Records from a data collection:
#####
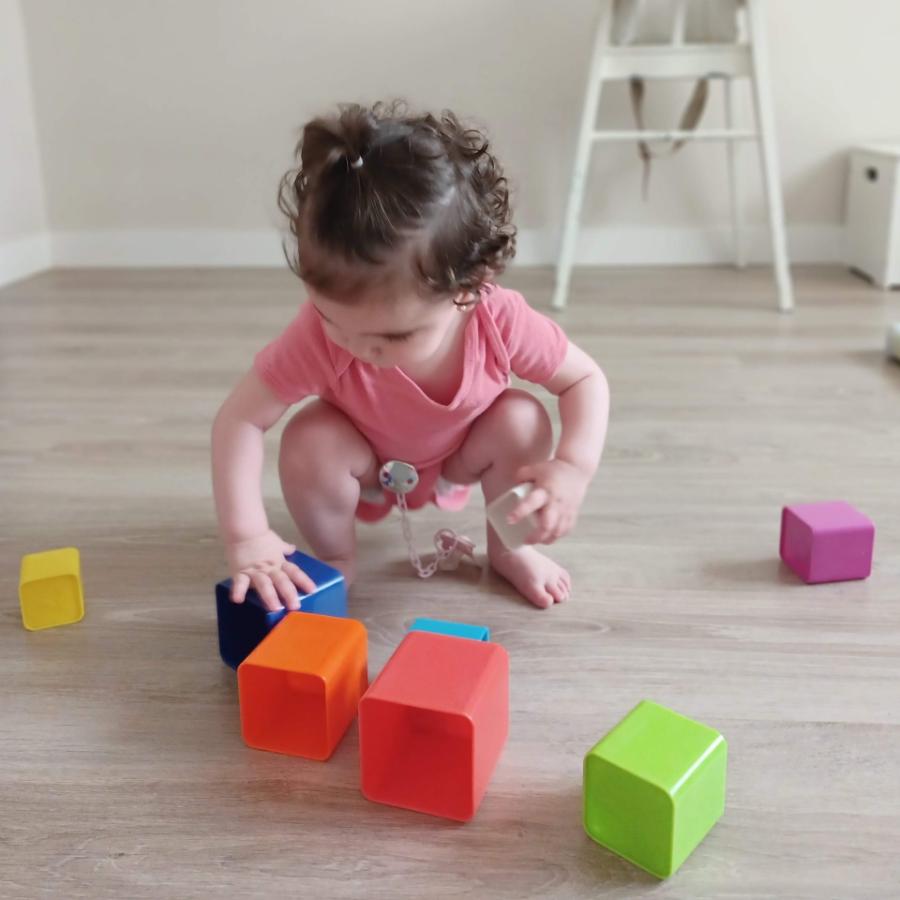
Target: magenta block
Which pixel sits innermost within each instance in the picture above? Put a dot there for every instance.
(827, 542)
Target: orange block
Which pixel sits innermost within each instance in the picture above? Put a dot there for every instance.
(300, 688)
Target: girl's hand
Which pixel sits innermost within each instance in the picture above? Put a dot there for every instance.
(259, 562)
(556, 497)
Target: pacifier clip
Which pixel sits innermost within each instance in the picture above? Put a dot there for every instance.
(400, 478)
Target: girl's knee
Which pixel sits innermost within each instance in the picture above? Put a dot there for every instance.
(319, 440)
(317, 433)
(523, 418)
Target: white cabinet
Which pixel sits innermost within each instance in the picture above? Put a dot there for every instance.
(873, 213)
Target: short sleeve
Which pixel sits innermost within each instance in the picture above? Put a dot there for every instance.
(534, 343)
(297, 363)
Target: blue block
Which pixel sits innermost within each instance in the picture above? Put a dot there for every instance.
(243, 625)
(454, 629)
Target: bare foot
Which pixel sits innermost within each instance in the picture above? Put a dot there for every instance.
(535, 576)
(346, 566)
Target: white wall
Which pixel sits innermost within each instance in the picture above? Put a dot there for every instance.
(24, 245)
(165, 125)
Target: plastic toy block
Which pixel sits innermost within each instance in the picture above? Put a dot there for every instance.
(433, 725)
(50, 591)
(454, 629)
(243, 625)
(299, 690)
(654, 787)
(827, 542)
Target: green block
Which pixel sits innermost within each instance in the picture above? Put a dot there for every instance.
(654, 787)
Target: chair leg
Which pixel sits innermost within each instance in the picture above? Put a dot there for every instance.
(735, 193)
(582, 158)
(765, 119)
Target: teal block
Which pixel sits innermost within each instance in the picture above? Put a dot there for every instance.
(454, 629)
(654, 787)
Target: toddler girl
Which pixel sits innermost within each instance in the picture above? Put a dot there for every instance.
(406, 340)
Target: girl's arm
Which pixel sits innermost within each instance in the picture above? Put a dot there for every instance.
(560, 483)
(583, 395)
(255, 553)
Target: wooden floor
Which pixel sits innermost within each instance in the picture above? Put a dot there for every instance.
(122, 771)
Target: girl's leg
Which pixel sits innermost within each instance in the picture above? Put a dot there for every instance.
#####
* EXERCISE BRIEF:
All lines above with "white" in them should be returned.

* THE ANSWER:
Target: white cabinet
Target: white wall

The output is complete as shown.